Information shown
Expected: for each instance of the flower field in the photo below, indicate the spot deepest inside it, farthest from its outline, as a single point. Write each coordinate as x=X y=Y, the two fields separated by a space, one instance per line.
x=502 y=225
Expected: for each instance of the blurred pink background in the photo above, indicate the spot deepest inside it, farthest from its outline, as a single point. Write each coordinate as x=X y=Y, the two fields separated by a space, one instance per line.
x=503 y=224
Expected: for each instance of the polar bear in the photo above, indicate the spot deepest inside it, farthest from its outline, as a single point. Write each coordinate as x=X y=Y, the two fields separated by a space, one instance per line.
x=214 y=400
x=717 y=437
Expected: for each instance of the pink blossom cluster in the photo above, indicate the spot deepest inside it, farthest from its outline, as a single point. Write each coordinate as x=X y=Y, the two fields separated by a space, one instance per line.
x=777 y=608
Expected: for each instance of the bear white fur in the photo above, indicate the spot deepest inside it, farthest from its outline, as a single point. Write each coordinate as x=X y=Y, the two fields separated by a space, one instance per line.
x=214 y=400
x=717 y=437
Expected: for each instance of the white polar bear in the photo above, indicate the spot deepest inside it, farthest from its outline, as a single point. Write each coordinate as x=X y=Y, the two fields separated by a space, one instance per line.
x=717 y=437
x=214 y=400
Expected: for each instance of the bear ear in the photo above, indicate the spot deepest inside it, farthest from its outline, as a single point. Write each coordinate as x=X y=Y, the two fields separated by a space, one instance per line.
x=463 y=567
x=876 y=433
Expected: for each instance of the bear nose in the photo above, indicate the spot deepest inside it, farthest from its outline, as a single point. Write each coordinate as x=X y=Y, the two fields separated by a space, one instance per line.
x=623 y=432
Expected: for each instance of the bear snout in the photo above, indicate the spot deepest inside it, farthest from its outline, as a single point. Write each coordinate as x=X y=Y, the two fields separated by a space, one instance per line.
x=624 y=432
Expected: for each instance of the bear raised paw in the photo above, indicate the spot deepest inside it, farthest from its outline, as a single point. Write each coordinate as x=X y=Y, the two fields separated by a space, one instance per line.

What you will do
Copy the records. Each line should match exactly.

Answer to the exercise
Expected: for each instance of the flower field in the photo below, indicate the spot deepest inside it, farthest from its outline, as a single point. Write each coordinate as x=X y=Y, the two fields separated by a space, one instance per line.
x=502 y=225
Expected: for each instance of the blurred pink background in the photo above, indicate the spot deepest inside it, farthest from its outline, as a single point. Write each coordinate as x=X y=Y, the two fields separated by a space, one instance per line.
x=503 y=224
Expected: for each instance of the polar bear in the photo above, indicate the spot deepest inside it, farthest from its outline, as a single point. Write each coordinate as x=X y=Y, the two fields separated by a space, one instance per line.
x=214 y=400
x=717 y=437
Expected: for each instance of the pink blossom cluster in the photo above, indicate the spot deepest inside it, farthest from its outline, as a single point. Write each coordinate as x=X y=Y, the two fields separated by a space, one instance per line.
x=777 y=608
Expected: for each instance of the bear white fur in the photo above, indicate the spot deepest inside it, farthest from its outline, as a single point. Write each coordinate as x=X y=Y, the two fields separated by a space, one instance per line.
x=214 y=400
x=717 y=437
Expected: for each instance of the white polar bear in the photo above, indicate the spot deepest inside it, farthest from its outline, as a single point. Write each coordinate as x=X y=Y, the two fields separated by a space, one instance per line.
x=717 y=437
x=214 y=400
Expected: for each instance of the bear ear in the photo above, indicate the spot deepest inside it, farthest from its outline, as a single point. Write each coordinate as x=X y=Y, the two fields separated by a space, one instance per line.
x=463 y=567
x=876 y=433
Expected: for each instance of the bear nose in the photo above, indicate the spot deepest inside it, farthest from its outline, as a single point. Write each coordinate as x=X y=Y, the two fields separated by a space, one instance per line.
x=623 y=432
Expected: for each instance of the bear snout in the photo above, indicate the spot deepest inside it, farthest from its outline, as a single point. Write each coordinate as x=X y=Y, the two fields separated by a space, one instance per line.
x=624 y=432
Expected: for each instance of the bear raised paw in the photo above, indicate the spot deepest inside it, farthest from its outline, as a single point. Write each coordinate as x=X y=Y, the two fields separated by a space, one instance per line.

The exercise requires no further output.